WORK ORDER 1
Duplicate the news report word for word from "Indian High Commissioner Ajay Bisaria leaves" to "to Jammu and Kashmir.".
WORK ORDER 2
According to the news report, how long has Bisaria served as India's High Commissioner in Pakistan?

EXTRACT
Indian High Commissioner Ajay Bisaria leaves Islamabad after Pakistan downgrades diplomatic ties over abrogation of Article 370
Pakistan on Wednesday expelled Ajay Bisaria and asked the Indian envoy to leave Islamabad in the aftermath of escalating tensions after India ended the special status for Jammu and Kashmir.
ISLAMABAD: Indian High Commissioner Ajay Bisaria on Thursday left Islamabad for India a day after Pakistan downgraded diplomatic ties with India over the abrogation of Article 370, which gave special status to Jammu and Kashmir.
The Indian High Commissioner is expected to reach Lahore from Islamabad via flight and from there he would cross over to the Indian side at the Wagha International Border.
Pakistan on Wednesday expelled Ajay Bisaria and asked the Indian envoy to leave Islamabad in the aftermath of escalating tensions after India ended the special status for Jammu and Kashmir.
Bisaria has served as India's High Commissioner in Pakistan for one year, seven months and 25 days.
The development came as the Foreign Office asked India to withdraw its High Commissioner - hours after the National Security Committee (NSC) announced it was downgrading its diplomatic ties with New Delhi.
A statement issued by the Foreign Office on Wednesday said, ''Pursuant to the decision of the NSC, the government of India has been told to withdraw its High Commissioner to Pakistan."

Saved entries
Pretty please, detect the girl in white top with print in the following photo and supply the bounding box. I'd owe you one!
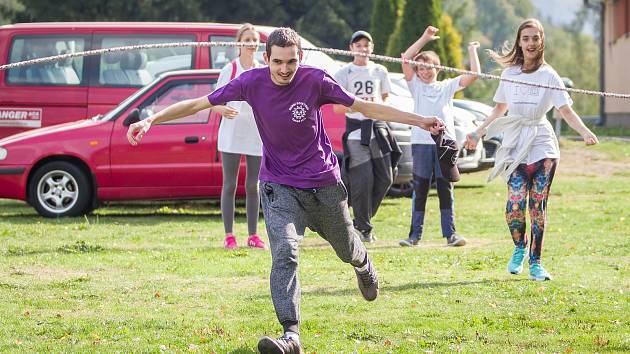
[399,26,480,247]
[466,19,598,281]
[213,23,267,249]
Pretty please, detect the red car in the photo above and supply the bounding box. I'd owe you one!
[0,70,254,217]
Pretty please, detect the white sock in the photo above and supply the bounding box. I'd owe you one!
[284,331,300,344]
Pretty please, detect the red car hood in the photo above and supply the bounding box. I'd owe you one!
[0,119,102,146]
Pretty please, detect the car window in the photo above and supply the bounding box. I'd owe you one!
[208,36,265,69]
[6,36,86,85]
[95,35,195,87]
[140,81,214,124]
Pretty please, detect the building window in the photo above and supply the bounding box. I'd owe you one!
[612,0,630,41]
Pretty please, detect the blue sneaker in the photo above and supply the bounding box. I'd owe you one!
[529,263,551,281]
[508,247,527,274]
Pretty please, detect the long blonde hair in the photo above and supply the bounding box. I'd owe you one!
[236,22,260,55]
[488,18,546,72]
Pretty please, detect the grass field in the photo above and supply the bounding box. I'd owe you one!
[0,141,630,353]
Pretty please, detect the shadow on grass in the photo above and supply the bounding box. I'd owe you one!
[302,278,529,296]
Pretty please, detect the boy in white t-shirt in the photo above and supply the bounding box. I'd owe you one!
[334,31,400,242]
[399,26,480,246]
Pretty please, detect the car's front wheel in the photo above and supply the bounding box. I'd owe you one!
[29,161,92,218]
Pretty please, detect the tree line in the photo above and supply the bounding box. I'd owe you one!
[0,0,599,114]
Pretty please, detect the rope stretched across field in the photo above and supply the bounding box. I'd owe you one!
[0,42,630,99]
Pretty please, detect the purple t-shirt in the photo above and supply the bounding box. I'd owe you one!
[208,66,354,188]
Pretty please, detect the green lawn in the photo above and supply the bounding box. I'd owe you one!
[0,141,630,353]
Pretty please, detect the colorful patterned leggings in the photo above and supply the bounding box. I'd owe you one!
[505,159,558,264]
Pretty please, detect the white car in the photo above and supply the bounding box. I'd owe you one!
[388,73,501,197]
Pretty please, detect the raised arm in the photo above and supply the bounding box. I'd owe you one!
[558,104,599,145]
[464,103,507,150]
[459,42,481,87]
[402,26,440,81]
[127,96,212,145]
[350,99,444,134]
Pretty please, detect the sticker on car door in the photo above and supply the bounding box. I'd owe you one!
[0,107,42,128]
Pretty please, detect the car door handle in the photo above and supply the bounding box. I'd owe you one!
[184,136,199,144]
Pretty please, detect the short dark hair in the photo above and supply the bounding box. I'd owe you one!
[265,27,302,58]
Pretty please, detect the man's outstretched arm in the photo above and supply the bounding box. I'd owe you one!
[127,96,222,145]
[350,99,444,134]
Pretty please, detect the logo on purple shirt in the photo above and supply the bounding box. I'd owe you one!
[289,102,308,123]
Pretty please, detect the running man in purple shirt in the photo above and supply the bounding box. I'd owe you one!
[127,28,444,353]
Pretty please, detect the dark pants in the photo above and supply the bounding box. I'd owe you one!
[409,144,455,240]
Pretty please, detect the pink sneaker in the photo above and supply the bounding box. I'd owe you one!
[247,234,267,250]
[223,234,238,250]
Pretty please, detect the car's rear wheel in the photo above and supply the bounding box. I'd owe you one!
[29,161,92,218]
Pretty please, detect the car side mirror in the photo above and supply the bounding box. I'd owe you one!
[123,108,140,127]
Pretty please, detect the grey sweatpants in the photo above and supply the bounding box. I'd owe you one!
[260,181,367,333]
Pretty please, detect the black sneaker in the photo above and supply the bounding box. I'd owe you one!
[258,336,302,354]
[355,229,376,243]
[446,234,468,247]
[354,258,378,301]
[398,237,420,247]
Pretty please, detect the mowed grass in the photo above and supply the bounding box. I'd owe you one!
[0,141,630,353]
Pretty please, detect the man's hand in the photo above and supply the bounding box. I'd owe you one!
[421,26,440,42]
[127,118,152,146]
[212,106,238,119]
[468,41,481,52]
[464,128,486,151]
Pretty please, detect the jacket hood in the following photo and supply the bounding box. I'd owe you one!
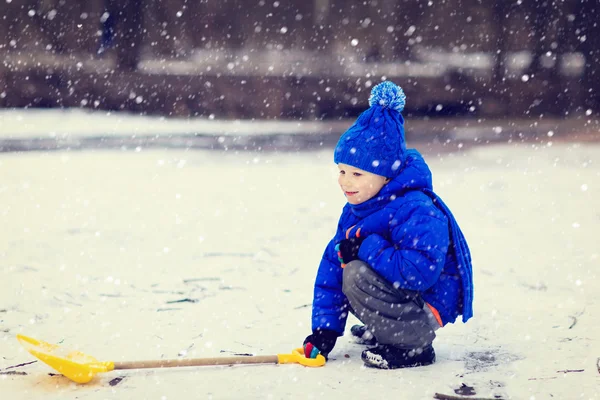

REPLY 1
Indian High Commissioner Ajay Bisaria leaves Islamabad after Pakistan downgrades diplomatic ties over abrogation of Article 370
Pakistan on Wednesday expelled Ajay Bisaria and asked the Indian envoy to leave Islamabad in the aftermath of escalating tensions after India ended the special status for Jammu and Kashmir.
ISLAMABAD: Indian High Commissioner Ajay Bisaria on Thursday left Islamabad for India a day after Pakistan downgraded diplomatic ties with India over the abrogation of Article 370, which gave special status to Jammu and Kashmir.

REPLY 2
One year, seven months and 25 days.